>> begin Data to use

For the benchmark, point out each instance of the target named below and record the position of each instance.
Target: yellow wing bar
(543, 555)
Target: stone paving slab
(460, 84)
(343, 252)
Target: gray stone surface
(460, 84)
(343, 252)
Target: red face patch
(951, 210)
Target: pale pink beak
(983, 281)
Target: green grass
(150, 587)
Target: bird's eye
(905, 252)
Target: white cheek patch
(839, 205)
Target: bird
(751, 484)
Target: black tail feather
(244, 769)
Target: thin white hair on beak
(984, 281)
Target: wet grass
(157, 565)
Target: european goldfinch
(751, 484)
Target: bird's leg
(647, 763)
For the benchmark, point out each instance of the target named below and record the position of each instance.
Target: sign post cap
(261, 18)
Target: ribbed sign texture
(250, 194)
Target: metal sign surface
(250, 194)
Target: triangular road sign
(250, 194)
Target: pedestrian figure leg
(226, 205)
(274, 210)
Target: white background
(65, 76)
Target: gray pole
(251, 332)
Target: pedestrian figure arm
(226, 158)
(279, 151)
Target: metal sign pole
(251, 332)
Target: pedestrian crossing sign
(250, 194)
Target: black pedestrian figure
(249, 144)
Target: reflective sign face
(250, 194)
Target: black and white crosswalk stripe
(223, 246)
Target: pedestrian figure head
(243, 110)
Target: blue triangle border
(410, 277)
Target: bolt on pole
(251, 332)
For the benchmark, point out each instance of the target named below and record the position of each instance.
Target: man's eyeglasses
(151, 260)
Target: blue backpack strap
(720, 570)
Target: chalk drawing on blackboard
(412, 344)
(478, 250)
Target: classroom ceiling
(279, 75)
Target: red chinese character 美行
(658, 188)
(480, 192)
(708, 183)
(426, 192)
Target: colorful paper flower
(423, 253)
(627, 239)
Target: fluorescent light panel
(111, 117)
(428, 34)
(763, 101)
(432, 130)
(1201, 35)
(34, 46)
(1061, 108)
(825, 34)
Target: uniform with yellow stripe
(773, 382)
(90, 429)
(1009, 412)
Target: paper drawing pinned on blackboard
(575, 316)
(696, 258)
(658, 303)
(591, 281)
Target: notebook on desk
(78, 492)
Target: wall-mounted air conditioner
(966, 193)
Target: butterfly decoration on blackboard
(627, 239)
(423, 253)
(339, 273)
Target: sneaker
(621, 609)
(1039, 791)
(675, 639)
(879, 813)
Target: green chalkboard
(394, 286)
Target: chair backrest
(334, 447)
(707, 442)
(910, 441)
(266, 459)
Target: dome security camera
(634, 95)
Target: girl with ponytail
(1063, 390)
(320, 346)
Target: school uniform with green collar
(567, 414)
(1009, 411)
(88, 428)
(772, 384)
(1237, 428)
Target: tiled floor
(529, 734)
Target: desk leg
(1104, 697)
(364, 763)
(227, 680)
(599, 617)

>> end Data to use

The exercise: Set down all of the data above, word for word.

Complete response:
For the benchmark, point out each instance of the target named below and record the position of each instance.
Target: yellow wing bar
(543, 555)
Target: stone paving slab
(460, 84)
(343, 252)
Target: gray stone surface
(460, 84)
(343, 252)
Target: red face patch
(951, 210)
Target: pale pink beak
(983, 281)
Target: green grass
(150, 587)
Target: bird's eye
(905, 252)
Target: white cheek patch
(839, 205)
Target: bird
(751, 484)
Target: black tail feather
(244, 769)
Target: thin white hair on beak
(984, 281)
Target: wet grass
(157, 565)
Target: european goldfinch
(751, 484)
Target: bird's leg
(647, 763)
For the benchmark, point out each instance of the target named below and record the position of each instance.
Target: sign post cap
(261, 18)
Target: ribbed sign texture
(250, 194)
Target: metal sign surface
(250, 194)
Target: triangular road sign
(250, 194)
Target: pedestrian figure leg
(226, 205)
(274, 210)
Target: white background
(65, 76)
Target: gray pole
(251, 332)
Target: pedestrian figure arm
(226, 158)
(279, 151)
Target: metal sign pole
(251, 332)
Target: pedestrian crossing sign
(250, 194)
Target: black pedestrian figure
(249, 144)
Target: reflective sign face
(250, 194)
Target: black and white crosswalk stripe
(223, 246)
Target: pedestrian figure head
(243, 110)
Target: blue triangle border
(410, 277)
Target: bolt on pole
(251, 332)
For the benchmark, point out each instance of the target named below and record the position of each instance.
Target: man's eyeglasses
(151, 260)
Target: blue backpack strap
(720, 570)
Target: chalk drawing on blackboard
(412, 344)
(478, 250)
Target: classroom ceiling
(279, 75)
Target: red chinese character 美行
(658, 188)
(480, 192)
(708, 183)
(426, 192)
Target: colorful paper flower
(423, 253)
(627, 239)
Target: fluorescent light panel
(111, 117)
(428, 34)
(763, 101)
(432, 130)
(1201, 35)
(34, 46)
(1061, 108)
(825, 34)
Target: uniform with yellow stripe
(773, 382)
(90, 429)
(1009, 412)
Target: paper drawing pinned on blackboard
(575, 316)
(696, 258)
(658, 303)
(591, 281)
Target: notebook on desk
(78, 492)
Target: wall-mounted air conditioner
(966, 193)
Target: butterfly decoration on blackboard
(627, 239)
(423, 253)
(339, 273)
Target: sneaker
(621, 609)
(1039, 791)
(675, 639)
(879, 813)
Target: green chalkboard
(394, 286)
Target: chair backrest
(334, 447)
(707, 442)
(910, 441)
(266, 459)
Target: dome security camera
(634, 95)
Target: girl with ponytail
(1063, 390)
(320, 346)
Target: school uniform with green collar
(567, 414)
(1009, 411)
(88, 428)
(772, 384)
(1237, 428)
Target: tiled floor
(529, 734)
Target: desk leg
(1104, 697)
(364, 763)
(227, 680)
(599, 617)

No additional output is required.